Photo-based referring expression data:
####

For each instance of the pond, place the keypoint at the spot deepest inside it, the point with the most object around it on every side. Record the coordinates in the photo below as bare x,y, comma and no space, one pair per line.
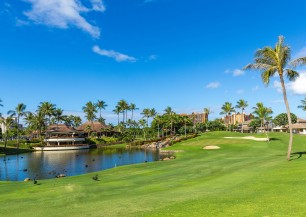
49,164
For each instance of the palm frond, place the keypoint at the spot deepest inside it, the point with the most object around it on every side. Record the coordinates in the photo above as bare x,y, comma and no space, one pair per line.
292,75
298,62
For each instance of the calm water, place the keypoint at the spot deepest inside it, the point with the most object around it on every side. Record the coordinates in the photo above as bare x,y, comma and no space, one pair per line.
46,165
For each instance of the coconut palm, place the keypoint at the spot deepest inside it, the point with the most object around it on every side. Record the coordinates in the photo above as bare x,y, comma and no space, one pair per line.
132,109
242,104
124,106
47,109
270,61
303,106
146,114
0,106
101,105
90,111
207,111
8,123
263,114
227,109
117,111
18,113
170,113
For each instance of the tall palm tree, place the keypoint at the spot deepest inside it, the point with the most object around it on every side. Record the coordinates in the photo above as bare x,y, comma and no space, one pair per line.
8,123
146,113
170,113
0,106
123,105
18,113
101,105
263,114
227,109
47,109
207,111
303,106
117,111
133,108
242,104
90,111
58,114
271,61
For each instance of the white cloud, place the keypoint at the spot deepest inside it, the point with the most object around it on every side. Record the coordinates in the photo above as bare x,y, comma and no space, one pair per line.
64,14
240,91
255,88
119,57
213,85
235,72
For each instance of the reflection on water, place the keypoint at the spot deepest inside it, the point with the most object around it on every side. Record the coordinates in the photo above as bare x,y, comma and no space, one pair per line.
49,164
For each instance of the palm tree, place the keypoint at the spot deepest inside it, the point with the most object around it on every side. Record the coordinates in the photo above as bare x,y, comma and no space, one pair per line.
303,106
146,113
90,111
117,111
58,114
47,109
18,112
263,114
170,113
123,105
227,109
0,106
133,108
271,61
101,105
8,123
242,104
207,111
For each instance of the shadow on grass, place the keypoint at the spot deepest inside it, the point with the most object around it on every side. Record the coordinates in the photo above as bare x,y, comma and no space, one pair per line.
298,154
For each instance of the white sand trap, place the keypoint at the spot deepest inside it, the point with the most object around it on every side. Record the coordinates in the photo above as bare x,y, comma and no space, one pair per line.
211,147
250,138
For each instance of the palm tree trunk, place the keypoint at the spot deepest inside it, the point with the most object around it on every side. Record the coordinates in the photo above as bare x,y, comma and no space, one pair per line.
288,115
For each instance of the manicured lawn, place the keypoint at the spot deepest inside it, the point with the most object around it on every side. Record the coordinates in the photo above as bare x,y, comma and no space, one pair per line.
243,178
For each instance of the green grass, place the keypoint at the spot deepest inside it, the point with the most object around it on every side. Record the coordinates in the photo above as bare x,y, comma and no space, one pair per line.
243,178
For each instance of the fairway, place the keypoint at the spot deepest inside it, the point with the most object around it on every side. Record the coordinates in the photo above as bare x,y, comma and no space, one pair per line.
242,178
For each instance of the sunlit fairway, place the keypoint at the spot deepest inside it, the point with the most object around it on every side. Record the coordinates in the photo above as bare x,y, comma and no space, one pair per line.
242,178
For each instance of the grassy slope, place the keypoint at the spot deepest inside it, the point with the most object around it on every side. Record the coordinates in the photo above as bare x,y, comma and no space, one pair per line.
243,178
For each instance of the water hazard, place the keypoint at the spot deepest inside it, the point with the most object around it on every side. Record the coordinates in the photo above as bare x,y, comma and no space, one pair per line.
49,164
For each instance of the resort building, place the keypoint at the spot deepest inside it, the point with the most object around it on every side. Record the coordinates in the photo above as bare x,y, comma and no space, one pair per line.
237,118
197,117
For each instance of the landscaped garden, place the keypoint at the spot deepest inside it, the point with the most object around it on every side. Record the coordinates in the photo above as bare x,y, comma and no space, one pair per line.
242,178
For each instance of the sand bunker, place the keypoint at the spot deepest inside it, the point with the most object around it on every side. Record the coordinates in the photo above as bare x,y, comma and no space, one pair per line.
211,147
250,138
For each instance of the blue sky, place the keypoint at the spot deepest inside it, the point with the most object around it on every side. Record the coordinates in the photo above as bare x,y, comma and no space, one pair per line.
154,53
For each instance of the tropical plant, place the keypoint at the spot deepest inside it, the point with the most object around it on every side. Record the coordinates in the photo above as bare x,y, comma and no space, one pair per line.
18,113
282,119
8,124
132,108
101,105
47,109
263,114
227,109
303,106
242,104
207,111
270,61
90,111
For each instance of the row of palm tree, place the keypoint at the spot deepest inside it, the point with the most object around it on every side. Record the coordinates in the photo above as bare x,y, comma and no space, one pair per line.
271,61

####

▶ About this exercise:
Produce the data again character for character, with the images left out.

▶ Written reply:
For each instance of the pond, place the keypoint at the spot deepest inside it, the point with the most object around it on every side. Record the coordinates in the photo below as bare x,y, comma and no space, one pair per line.
49,164
For each instance of the palm frond, place the keypoint at the spot deepest inside it, the point with the most object around it on every side. Record the coordinates in the photo above as bare x,y, comma and no space, one pair per line.
292,75
298,62
For each instance of the calm water, place the keypoint at the spot deepest inside it, the point with the most object around it on every side. Record the coordinates in the photo above as bare x,y, comma and no space, one pair per line.
46,165
For each instance of the coconut palm, place the keypoint at the spot deepest inside it, the point with the most object around it on every side. Record the coordinates in the photo above as bare x,y, comma and no space, one pair per line.
132,109
242,104
124,106
47,109
270,61
303,106
146,114
0,106
101,105
90,111
207,111
8,123
263,114
227,109
117,111
18,113
170,113
For each instance of the tall palm tree, place the keypoint at the spot deepest inside it, the point with the most object around it on every side. Record the coordinates in the photo above as bare x,y, comma and no space, one pair per line.
8,123
146,113
170,113
0,106
123,105
18,113
101,105
263,114
227,109
47,109
207,111
303,106
117,111
133,108
242,104
90,111
58,114
271,61
For each instance of the white cloud, place the keypoint at the spot deepest inside it, the point with the most object around it on every side. Record the coordinates in the photo above as bare x,y, comma and no space, one pair per line.
64,14
240,91
255,88
119,57
213,85
235,72
For each instance of the reflection on water, place the keypoint at the spot deepest inside it, the point with the most object around it on every side. Record the coordinates in the photo above as bare x,y, comma and no space, one pair per line.
49,164
For each instance of the palm tree, place the keypoint at the spot deepest inside it, the point with the most object around it on every side. Record the coordinates in the photo above as bare x,y, comma and no space, one pair per line.
303,106
146,113
90,111
117,111
58,114
47,109
18,112
263,114
170,113
123,105
227,109
0,106
133,108
271,61
101,105
8,123
242,104
207,111
For each instance of the shadow on grass, place the keypoint at the spot deepest inside it, the point with the most object around it on every side. Record the coordinates in the photo above as bare x,y, comma and no space, one pair per line.
298,154
For each instance of the white sand trap, place the keypoint at the spot deepest inside it, the point with the most object around it on every side. Record the coordinates in the photo above as bare x,y, comma and no space, one pair per line.
211,147
250,138
For each instance of the palm tree trunk, place the keypoint at the spot deepest inside it, the point with the most object around it on every side. Record the coordinates in the photo above as bare x,y, comma and no space, one pair per line.
288,115
For each instance of the manicured lawn, place the keypoint at the spot deepest inside it, the point with the most object around it on every side. Record the coordinates in the photo above as bare x,y, comma and no space, one pair per line.
243,178
For each instance of the green grass, place the keypoint at the spot deepest inside it, the point with the most object around it on every side. Record the coordinates in the photo above as bare x,y, comma and no space, one pair per line.
243,178
For each instance of the fairway, place the keypoint at the spot deepest inside it, the point with the most object around it on every side. Record the coordinates in the photo above as bare x,y, comma and no space, one pair per line.
242,178
For each instance of the sunlit fairway, place the keypoint at the spot deepest inside it, the point with the most object around it on every side. Record the coordinates in the photo above as bare x,y, comma and no space, one pair per line.
242,178
For each instance of the grassy slope, place the keypoint at the spot deepest inside it, the point with the most object around it on every side. Record the coordinates in the photo above as bare x,y, comma and no space, one pair per line.
243,178
For each instance of the water hazard, place the keypoint at the spot deepest inside it, the point with the most object around it on every side. Record the coordinates in the photo above as bare x,y, comma and no space, one pair per line.
49,164
For each instance of the resort building, place the keypoint at the spot deepest inside it, the point with the most object around it on every side. Record the coordinates in the photo above as bare x,y, comma and no space, one pair per line.
237,118
197,117
For each instance of the landscaped garden, place the keypoint at the spot deepest inside it, the point with the most object around it on every side. Record the coordinates in the photo above as bare x,y, comma and no space, one pair per line.
242,178
For each instance of the sand bunker, place the keypoint at the spot deepest inside it, the point with the most object around it on every side. Record the coordinates in the photo above as bare x,y, comma and no space, one pair per line.
211,147
250,138
For each instance of the blue sky, place the keypoint at the spot deepest inside it, the point with the most object around it on every side. Record the coordinates in the photo above as bare x,y, comma and no space, one pair per line.
154,53
For each instance of the tropical plant, place the keypoint at the spot deepest inside it, the point with the most object around it on every side. Record the coordinates in the photo above as bare x,y, comma and no space, one pair per line.
18,113
282,119
8,124
132,108
101,105
47,109
263,114
227,109
303,106
242,104
207,111
270,61
90,111
For each instance of the row of palm tree, place the keypoint at the spot deepest inside it, the point with the most object around it on every side. Record the coordinates in the photo above as bare x,y, comma and no space, one pair per line.
271,61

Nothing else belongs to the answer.